REQUIREMENT - The lines to extract start at the one containing "drop a point: the small evergreen tree" and end with the last line; give them exactly and nothing more.

EXCERPTED RECORDS -
▼

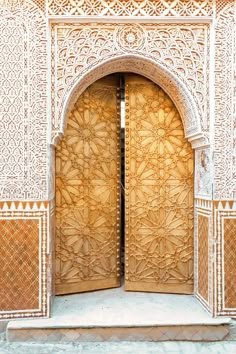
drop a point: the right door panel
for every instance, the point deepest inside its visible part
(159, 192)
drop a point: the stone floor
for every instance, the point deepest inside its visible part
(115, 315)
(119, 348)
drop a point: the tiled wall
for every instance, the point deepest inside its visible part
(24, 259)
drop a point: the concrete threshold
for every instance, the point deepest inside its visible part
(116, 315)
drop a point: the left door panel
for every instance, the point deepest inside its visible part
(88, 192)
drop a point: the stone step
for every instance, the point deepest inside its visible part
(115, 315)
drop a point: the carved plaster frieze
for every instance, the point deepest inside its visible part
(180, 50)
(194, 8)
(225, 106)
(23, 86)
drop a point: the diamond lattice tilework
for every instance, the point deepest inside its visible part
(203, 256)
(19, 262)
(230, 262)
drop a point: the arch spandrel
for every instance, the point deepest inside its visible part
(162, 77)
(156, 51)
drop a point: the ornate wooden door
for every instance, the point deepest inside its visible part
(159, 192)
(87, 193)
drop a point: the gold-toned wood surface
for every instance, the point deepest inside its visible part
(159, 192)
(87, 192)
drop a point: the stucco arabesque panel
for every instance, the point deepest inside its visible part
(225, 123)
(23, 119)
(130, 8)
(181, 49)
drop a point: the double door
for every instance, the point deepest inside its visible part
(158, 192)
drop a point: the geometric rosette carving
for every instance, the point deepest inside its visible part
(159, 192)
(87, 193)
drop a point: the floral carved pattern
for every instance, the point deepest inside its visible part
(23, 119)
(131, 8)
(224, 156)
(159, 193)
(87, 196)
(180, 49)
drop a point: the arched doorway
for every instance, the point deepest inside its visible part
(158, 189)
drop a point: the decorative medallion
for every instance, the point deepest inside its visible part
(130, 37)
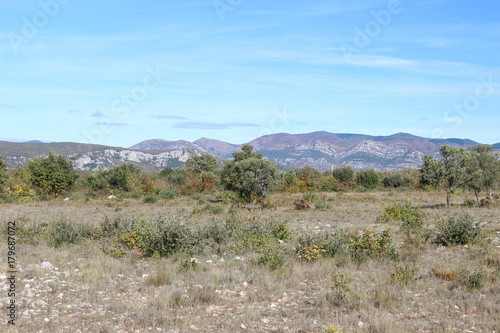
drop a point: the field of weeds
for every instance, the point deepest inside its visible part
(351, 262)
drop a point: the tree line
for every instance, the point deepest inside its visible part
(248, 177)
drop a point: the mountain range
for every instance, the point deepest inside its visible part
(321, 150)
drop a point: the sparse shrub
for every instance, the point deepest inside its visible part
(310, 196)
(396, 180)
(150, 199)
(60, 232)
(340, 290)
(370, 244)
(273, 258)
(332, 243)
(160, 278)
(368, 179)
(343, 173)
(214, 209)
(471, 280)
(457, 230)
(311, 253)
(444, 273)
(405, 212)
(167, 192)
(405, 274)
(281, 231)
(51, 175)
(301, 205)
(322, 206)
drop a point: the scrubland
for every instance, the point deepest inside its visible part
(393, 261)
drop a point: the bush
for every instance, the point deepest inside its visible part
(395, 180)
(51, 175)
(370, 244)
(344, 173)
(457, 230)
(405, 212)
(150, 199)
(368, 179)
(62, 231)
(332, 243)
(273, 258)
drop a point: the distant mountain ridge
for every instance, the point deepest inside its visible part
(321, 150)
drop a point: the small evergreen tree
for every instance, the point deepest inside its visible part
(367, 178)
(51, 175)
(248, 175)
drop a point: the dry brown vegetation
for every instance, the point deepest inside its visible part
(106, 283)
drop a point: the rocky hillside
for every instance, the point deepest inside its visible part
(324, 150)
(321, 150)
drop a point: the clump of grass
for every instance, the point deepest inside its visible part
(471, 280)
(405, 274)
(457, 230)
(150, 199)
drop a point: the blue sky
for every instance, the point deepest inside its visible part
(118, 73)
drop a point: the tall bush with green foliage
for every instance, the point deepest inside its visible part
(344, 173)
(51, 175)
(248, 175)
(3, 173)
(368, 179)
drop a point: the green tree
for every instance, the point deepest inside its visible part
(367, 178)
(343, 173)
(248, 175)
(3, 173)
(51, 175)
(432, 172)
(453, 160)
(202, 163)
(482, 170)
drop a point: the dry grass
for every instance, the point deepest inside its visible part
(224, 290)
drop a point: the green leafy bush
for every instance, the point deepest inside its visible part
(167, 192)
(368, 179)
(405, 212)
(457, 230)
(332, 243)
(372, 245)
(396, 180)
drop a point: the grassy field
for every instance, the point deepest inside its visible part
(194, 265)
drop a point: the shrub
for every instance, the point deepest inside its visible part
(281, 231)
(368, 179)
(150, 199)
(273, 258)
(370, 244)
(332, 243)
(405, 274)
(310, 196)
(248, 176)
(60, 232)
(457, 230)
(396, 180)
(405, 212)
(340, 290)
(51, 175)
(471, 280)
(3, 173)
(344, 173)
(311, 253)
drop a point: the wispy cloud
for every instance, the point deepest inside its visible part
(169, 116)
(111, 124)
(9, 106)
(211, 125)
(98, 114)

▲

EXERCISE RESULT -
drop a point: the small evergreen tree
for every instance, the point deepest inside its visible part
(367, 178)
(51, 175)
(248, 175)
drop a point: the dry brown vegetation
for every instance, the point deepest inside its visible part
(106, 283)
drop a point: the rocky hillside
for every instance, the point deepest inside its visible part
(324, 150)
(321, 150)
drop a point: the clump of grass
for every instance, the point deepest inside its visible part
(471, 280)
(405, 274)
(457, 230)
(150, 199)
drop a point: the blue sky
for every instance, the point deepest inside its visible part
(118, 73)
drop a point: the tall bush with green foliage
for every instance, the point deepest inside its visible part
(344, 173)
(51, 175)
(248, 175)
(3, 173)
(368, 179)
drop a point: the green tree
for every instance, the point deepest inside its visible part
(367, 178)
(343, 173)
(248, 175)
(3, 173)
(51, 175)
(432, 172)
(453, 160)
(202, 163)
(482, 170)
drop a point: the dry grass
for every instance, the point deepest inside its visible part
(224, 290)
drop a point: the green leafy bush
for every instance, the point deepest inside its visible part
(167, 192)
(368, 179)
(405, 212)
(457, 230)
(332, 243)
(372, 245)
(396, 180)
drop a point: the grassy field
for every instance, the point deepest inside its visible part
(194, 265)
drop a point: the shrub
for every instance, the point deepest inside its visible part
(281, 231)
(368, 179)
(150, 199)
(273, 258)
(370, 244)
(332, 243)
(405, 274)
(310, 196)
(248, 176)
(60, 232)
(457, 230)
(396, 180)
(405, 212)
(340, 290)
(51, 175)
(471, 280)
(3, 173)
(344, 173)
(311, 253)
drop a point: the wispy cloud
for every instance, the point deepest inside its visible part
(169, 116)
(111, 124)
(9, 106)
(211, 125)
(98, 114)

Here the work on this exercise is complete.